# What to work on:
Can you render all of the material below as a numbered list, skipping any blank lines and leaving the pictures out?

[Entries from a pointing dataset]
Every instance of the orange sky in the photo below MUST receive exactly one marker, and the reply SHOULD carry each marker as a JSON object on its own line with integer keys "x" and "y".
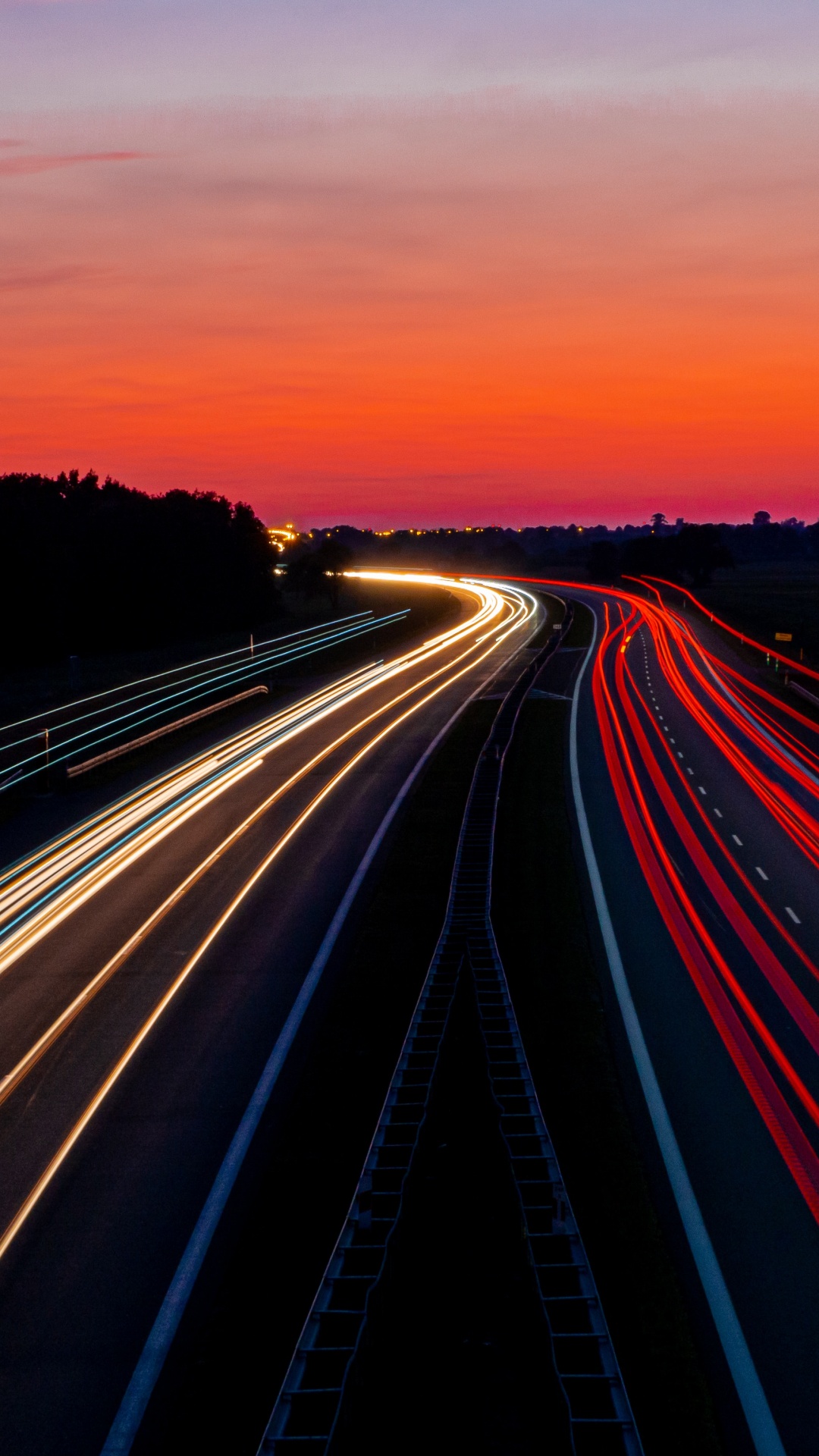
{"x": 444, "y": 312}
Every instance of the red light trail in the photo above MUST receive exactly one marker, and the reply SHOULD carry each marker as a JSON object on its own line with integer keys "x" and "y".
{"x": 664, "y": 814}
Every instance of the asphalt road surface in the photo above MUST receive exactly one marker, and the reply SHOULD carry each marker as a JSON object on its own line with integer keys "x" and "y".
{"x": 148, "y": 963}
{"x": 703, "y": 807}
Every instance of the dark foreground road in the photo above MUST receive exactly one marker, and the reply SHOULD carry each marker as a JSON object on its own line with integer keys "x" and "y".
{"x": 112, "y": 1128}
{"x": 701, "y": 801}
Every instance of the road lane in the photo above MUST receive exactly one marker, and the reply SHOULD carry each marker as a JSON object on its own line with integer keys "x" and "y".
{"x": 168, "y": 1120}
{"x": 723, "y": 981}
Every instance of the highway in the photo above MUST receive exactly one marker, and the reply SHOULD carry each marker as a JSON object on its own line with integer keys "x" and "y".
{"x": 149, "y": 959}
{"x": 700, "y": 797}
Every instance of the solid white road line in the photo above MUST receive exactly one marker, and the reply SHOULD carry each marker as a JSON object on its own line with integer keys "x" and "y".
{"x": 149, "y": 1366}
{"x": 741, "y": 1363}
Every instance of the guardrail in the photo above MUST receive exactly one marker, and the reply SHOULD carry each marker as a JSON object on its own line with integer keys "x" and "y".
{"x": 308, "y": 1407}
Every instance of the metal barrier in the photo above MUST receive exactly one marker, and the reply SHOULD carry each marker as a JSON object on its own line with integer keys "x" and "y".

# Result below:
1. Every instance of the orange sky in the photo below MUST receive exactly one marker, and the reply SHOULD carry each marker as a JSON object on its own line with integer keys "x" and "y".
2. {"x": 444, "y": 312}
3. Every instance of the red light trail in the photo above MUST receive exactly one marker, and the reply SHOULD carry each marker as a JSON object on its own line with integer keys "x" and "y".
4. {"x": 664, "y": 814}
5. Every instance of the asphalt road surface in the photo above MUST receive exactly one marker, and the reply SHOULD carry each marker as a JSON object on its own line with integer keys "x" and "y".
6. {"x": 148, "y": 963}
7. {"x": 703, "y": 807}
8. Every instance of the dark foreground road in the photo above MUST receive exactly one marker, and the reply SHOULD carry each marker as a JSON object on its own line with integer keys "x" and "y".
9. {"x": 112, "y": 1128}
10. {"x": 701, "y": 801}
11. Every instance of the road lane in the photo above MUST receive exactly one marker, and the reply SHOULD carry each marker as a JSON object on its own line with integer keys "x" and "y".
12. {"x": 168, "y": 1120}
13. {"x": 723, "y": 981}
14. Every instance of the highway in the photo above MUST receive exactly one marker, and the reply SHOULD carry each marker as a JSON object on its own line with integer keys "x" and "y".
15. {"x": 149, "y": 959}
16. {"x": 700, "y": 797}
17. Every instance of the solid white road line in the photo above MUST receive exactly one marker, and the reply SHOULD carry each marker as a JSON object on its own line with integer keys "x" and "y".
18. {"x": 149, "y": 1366}
19. {"x": 741, "y": 1363}
20. Every instance of the guardrail in the photo above MUST receive exactly one marker, and the reply SHOULD carry each marker as a JSON object on its own line with integer keys "x" and "y".
21. {"x": 308, "y": 1407}
22. Every instance of the metal barrier in the photo above MUST receive exactly one marker, and the reply SHOULD carry each marker as a JSON object on its own line with integer keys "x" and "y".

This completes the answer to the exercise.